[Task statement]
Please give the records below again in full, exactly, with the images left out.

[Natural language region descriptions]
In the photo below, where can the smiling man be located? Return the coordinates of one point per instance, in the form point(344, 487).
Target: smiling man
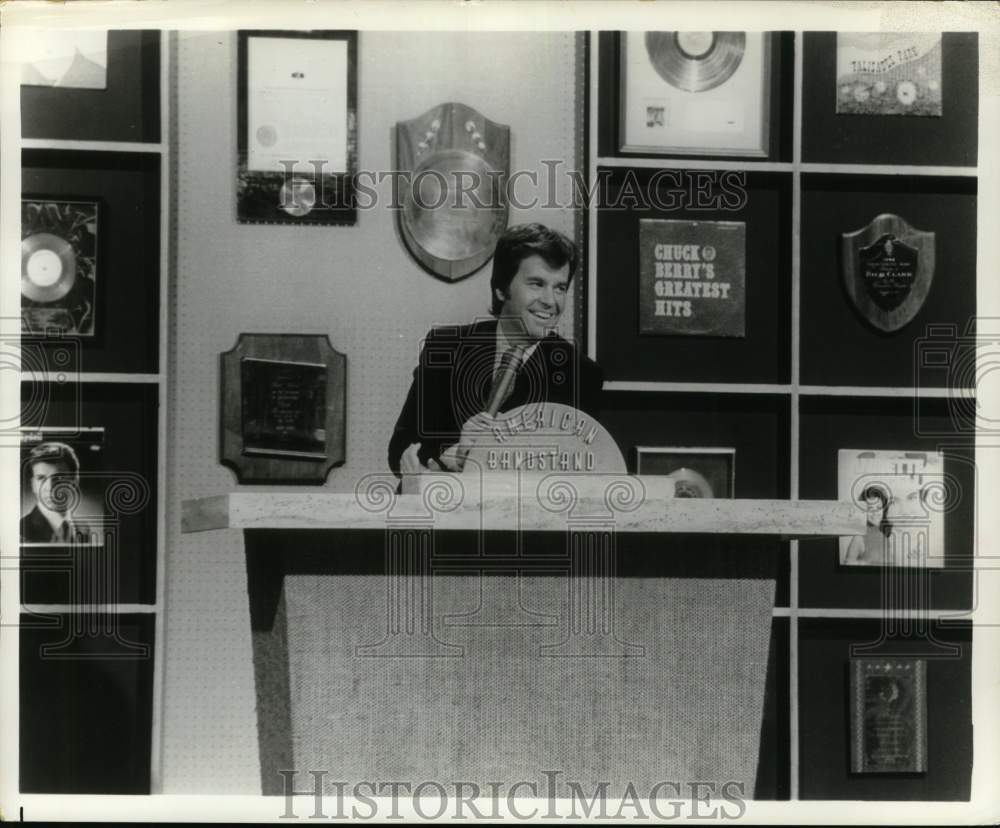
point(494, 365)
point(55, 483)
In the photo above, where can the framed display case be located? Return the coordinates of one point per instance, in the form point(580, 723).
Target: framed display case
point(864, 354)
point(885, 426)
point(111, 429)
point(126, 109)
point(884, 193)
point(104, 208)
point(827, 647)
point(760, 202)
point(297, 127)
point(947, 140)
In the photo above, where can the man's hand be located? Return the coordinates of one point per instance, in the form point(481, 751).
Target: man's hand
point(410, 468)
point(476, 430)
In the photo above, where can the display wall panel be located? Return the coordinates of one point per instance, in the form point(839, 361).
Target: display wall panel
point(773, 771)
point(123, 482)
point(781, 92)
point(128, 109)
point(824, 722)
point(86, 685)
point(757, 427)
point(830, 424)
point(948, 140)
point(839, 346)
point(126, 186)
point(761, 201)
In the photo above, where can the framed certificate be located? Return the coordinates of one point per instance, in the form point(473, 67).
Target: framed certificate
point(695, 93)
point(297, 127)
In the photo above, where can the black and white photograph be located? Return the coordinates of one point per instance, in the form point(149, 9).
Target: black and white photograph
point(901, 494)
point(447, 412)
point(696, 472)
point(62, 499)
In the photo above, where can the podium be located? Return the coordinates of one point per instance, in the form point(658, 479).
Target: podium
point(484, 631)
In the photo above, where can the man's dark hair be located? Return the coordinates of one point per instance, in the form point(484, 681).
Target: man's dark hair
point(55, 453)
point(885, 525)
point(517, 244)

[Response box]
In the photo below, where can the smiling man be located? Return the coordinates of one point per instance, in the form point(344, 487).
Target: smiling man
point(494, 365)
point(55, 483)
In the photo above, where can the framed display case be located? Return the coordinates of one point per instance, in the form point(580, 723).
Target: framed display case
point(864, 354)
point(885, 426)
point(111, 429)
point(126, 109)
point(884, 193)
point(104, 208)
point(827, 647)
point(760, 202)
point(297, 127)
point(947, 140)
In the photo above, where can the man's hand be located? Return the coordinates of one point per instance, in the form point(481, 751).
Target: man's hand
point(410, 468)
point(476, 430)
In the photo above, where can the display wall panel be located? Return the coordinates of one point per instance, in the form point(839, 361).
Target: display wall panel
point(773, 771)
point(123, 482)
point(781, 92)
point(128, 109)
point(824, 722)
point(86, 685)
point(757, 427)
point(830, 424)
point(948, 140)
point(839, 346)
point(126, 186)
point(761, 201)
In the photo above, where can the framed certificate be located? Return the coordinates of one point per instance, in the form point(473, 67).
Target: framed certificate
point(695, 93)
point(297, 127)
In the photo above, where can the black and white photograph be located? Return the coordinates of one point per instance, in the form point(149, 9).
Target: black and white photograph
point(901, 494)
point(447, 412)
point(696, 472)
point(62, 499)
In the photo above, where can the podium be located? Return the coordinates of one point per instance, in the form point(658, 479).
Target: podium
point(484, 631)
In the photo above, where can the man's dark hair be located? Return the coordinates of one point per instance, in the form point(484, 681).
Target: man's dark hair
point(55, 453)
point(885, 525)
point(517, 244)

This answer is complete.